▶ **TASK DETAILS**: The reply to the records below should contain exactly the lines from the line with "Target: white building" through the line with "formatted like [35,139].", and nothing besides.

▶ **RECORDS TO USE**:
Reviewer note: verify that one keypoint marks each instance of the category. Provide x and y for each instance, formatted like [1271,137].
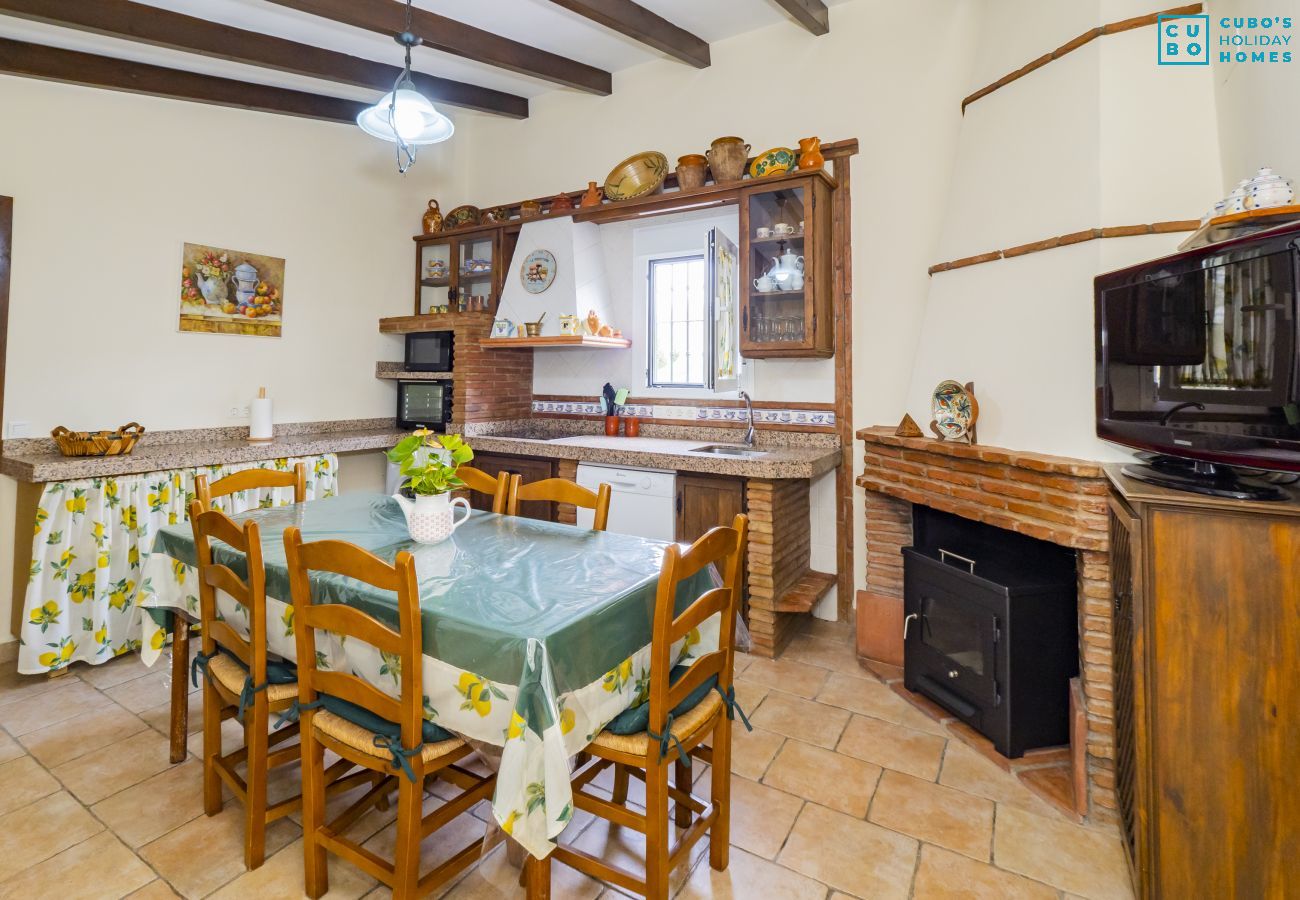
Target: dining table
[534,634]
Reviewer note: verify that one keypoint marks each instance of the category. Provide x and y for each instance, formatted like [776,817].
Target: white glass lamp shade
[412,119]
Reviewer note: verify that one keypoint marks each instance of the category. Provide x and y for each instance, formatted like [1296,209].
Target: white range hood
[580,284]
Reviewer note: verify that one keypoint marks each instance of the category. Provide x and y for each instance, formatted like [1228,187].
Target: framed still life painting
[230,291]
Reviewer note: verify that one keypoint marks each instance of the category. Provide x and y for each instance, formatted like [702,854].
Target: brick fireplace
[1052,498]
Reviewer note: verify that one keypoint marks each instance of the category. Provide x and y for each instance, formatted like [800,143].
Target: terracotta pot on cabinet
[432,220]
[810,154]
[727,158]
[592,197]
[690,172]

==

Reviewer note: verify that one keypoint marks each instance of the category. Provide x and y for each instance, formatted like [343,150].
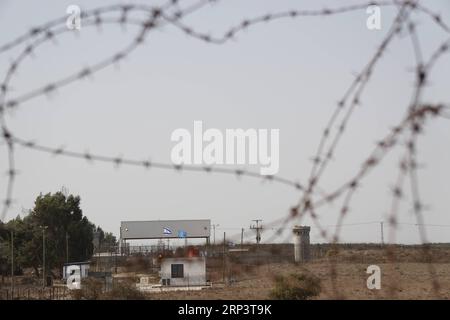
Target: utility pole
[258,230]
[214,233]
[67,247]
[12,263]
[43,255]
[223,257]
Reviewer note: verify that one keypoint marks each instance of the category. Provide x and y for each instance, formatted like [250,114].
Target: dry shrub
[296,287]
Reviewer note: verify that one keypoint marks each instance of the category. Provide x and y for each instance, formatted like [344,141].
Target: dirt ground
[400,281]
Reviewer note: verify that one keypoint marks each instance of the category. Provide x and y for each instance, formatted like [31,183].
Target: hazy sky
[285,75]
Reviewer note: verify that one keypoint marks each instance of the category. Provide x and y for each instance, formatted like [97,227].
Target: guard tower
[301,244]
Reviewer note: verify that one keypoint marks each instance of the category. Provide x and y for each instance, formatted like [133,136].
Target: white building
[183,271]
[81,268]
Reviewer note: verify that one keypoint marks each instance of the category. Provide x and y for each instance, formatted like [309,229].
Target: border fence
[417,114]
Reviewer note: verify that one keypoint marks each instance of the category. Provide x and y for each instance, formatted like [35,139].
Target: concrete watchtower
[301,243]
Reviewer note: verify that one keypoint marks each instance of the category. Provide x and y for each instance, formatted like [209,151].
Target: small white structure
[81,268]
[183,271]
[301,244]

--

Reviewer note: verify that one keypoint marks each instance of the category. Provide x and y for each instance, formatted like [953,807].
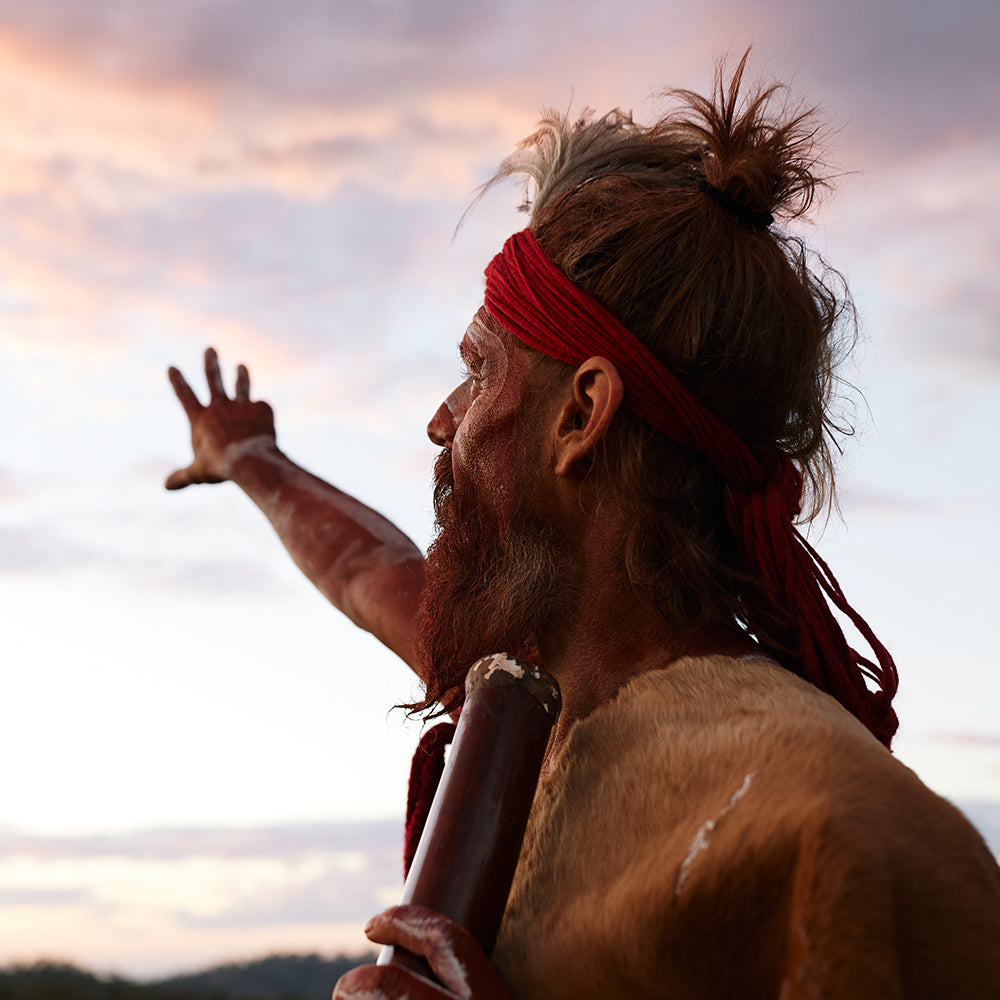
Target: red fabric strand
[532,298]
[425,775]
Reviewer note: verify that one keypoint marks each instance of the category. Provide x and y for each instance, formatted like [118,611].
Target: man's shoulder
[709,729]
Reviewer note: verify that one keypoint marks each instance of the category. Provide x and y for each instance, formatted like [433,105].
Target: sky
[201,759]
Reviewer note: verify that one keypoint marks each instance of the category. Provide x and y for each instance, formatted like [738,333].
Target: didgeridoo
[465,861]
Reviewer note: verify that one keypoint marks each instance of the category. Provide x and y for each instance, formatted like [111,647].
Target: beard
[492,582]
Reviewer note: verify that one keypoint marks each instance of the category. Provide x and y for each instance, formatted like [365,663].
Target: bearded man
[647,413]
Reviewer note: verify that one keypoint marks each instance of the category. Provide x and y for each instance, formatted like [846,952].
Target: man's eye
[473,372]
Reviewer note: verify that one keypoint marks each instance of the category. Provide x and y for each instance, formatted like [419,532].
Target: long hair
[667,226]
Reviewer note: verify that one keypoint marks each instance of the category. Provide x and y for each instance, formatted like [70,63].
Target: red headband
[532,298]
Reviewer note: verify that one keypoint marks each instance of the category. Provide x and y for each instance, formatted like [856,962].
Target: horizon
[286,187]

▶ **EXPECTED OUTPUT**:
Target: white building
[183,271]
[81,268]
Reviewer note: verify that one keypoint marks each instance of the category. Provide x and y for each instance, formatted like [309,229].
Target: border fence
[417,114]
Reviewer note: verify that one keypoint marks each instance of the category. Provide x and y for each instance, formatted like [35,139].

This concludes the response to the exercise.